Fragmento del documento:
┌──

Rodeo, toros y circo

Trump desarrollaba un mandato relativamente tranquilo antes de emborronarlo todo

Hace algunos años compartí, junto a otros profesores, la experiencia de prepararnos para una prueba de nivel de inglés por el método Cambridge. Contrariamente a lo que pudiera pensarse, en aquella aventura nuestro mentor no fue un británico, sino un simpático joven oriundo de Arizona. Entre las revelaciones que nos hizo sobre aquella tierra, escuchamos con sorpresa que una de las diversiones públicas propias de su ciudad, Tucson, era el rodeo. Una cuestión que, vista en perspectiva, no debiera habernos hecho sonreír a los vecinos de una Sevilla tan aficionada a la tauromaquia.

No he podido evitar acordarme de ello en estos días, al saber que de Arizona procede también el estrambótico asaltante del Capitolio conocido por el seudónimo de Jake Angeli, elevado a la fama universal gracias a su circense disfraz de chamán aborigen. De acuerdo a lo que nos transmiten algunas crónicas periodísticas, Angeli, al igual que un número indeterminado de sus compatriotas, cree firmemente en la existencia de una conspiración mundial de pederastas, combatida por Donald Trump. Increíble teoría, difundida por incomprensibles mecanismos de sugestión, que puede servir como enésima prueba del daño que el fanatismo ha ejercido a lo largo de los siglos sobre personas incultas o emocionalmente inmaduras.

└──

Listado facilitado:

┌──

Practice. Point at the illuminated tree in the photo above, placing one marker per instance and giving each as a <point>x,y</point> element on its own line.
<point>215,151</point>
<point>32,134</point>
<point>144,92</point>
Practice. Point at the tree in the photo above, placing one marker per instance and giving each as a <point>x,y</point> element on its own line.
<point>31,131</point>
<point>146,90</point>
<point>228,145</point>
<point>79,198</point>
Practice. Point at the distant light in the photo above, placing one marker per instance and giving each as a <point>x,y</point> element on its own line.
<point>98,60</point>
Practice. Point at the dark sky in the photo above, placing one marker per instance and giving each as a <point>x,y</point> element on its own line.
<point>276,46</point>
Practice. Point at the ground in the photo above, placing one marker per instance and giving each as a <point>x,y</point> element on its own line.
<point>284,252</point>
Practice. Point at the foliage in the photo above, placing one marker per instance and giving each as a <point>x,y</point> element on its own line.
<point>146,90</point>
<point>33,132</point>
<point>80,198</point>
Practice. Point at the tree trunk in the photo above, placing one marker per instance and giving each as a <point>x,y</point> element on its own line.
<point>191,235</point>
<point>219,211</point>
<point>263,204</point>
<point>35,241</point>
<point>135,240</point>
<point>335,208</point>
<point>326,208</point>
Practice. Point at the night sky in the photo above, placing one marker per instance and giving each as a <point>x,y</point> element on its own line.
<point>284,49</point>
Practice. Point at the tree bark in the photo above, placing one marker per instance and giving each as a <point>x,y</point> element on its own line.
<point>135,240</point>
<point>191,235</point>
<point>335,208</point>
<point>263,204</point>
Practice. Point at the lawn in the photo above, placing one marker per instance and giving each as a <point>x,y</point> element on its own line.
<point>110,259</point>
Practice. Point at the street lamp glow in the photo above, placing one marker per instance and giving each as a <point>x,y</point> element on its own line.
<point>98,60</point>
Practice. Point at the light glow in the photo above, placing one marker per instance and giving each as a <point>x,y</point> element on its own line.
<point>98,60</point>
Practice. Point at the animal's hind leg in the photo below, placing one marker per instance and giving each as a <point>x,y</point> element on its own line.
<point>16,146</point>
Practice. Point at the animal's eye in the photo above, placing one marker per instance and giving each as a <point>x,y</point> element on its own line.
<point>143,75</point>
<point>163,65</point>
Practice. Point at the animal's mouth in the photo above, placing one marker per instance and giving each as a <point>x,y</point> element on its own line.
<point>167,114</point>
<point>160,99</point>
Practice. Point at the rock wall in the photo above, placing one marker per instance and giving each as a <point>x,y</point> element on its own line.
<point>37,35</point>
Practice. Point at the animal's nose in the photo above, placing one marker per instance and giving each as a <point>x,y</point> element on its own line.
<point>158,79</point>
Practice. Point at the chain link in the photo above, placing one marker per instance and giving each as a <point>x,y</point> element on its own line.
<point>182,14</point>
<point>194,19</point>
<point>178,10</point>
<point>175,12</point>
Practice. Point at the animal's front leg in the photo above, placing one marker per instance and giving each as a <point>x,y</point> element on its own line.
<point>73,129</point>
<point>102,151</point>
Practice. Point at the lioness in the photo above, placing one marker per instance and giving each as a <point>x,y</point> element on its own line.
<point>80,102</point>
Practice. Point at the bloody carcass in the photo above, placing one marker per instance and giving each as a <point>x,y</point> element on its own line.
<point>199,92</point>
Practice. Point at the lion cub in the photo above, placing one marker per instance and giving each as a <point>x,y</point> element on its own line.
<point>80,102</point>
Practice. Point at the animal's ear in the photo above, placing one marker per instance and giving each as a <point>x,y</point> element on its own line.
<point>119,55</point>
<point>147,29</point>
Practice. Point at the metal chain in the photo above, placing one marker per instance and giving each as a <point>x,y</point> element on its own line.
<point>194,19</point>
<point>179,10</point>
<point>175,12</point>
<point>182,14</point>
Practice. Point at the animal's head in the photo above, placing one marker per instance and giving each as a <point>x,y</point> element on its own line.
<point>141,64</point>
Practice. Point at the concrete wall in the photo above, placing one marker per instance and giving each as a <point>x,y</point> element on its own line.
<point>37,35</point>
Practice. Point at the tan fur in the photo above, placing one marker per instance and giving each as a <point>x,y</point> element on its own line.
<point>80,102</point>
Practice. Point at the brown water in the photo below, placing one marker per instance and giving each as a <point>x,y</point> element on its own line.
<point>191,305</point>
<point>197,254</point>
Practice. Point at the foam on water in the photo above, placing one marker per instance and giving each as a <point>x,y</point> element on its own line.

└──

Qué hacer:
- A) Reproduce literalmente el fragmento del documento de arriba, desde "Trump desarrollaba un" hasta "a la tauromaquia.", ambos incluidos.
- B) Enumera todos los nombres de ciudades y de estados que aparecen en el fragmento del documento.

Soluciones por tarea:
- A)
Trump desarrollaba un mandato relativamente tranquilo antes de emborronarlo todo

Hace algunos años compartí, junto a otros profesores, la experiencia de prepararnos para una prueba de nivel de inglés por el método Cambridge. Contrariamente a lo que pudiera pensarse, en aquella aventura nuestro mentor no fue un británico, sino un simpático joven oriundo de Arizona. Entre las revelaciones que nos hizo sobre aquella tierra, escuchamos con sorpresa que una de las diversiones públicas propias de su ciudad, Tucson, era el rodeo. Una cuestión que, vista en perspectiva, no debiera habernos hecho sonreír a los vecinos de una Sevilla tan aficionada a la tauromaquia.

- B) Arizona, Tucson, Sevilla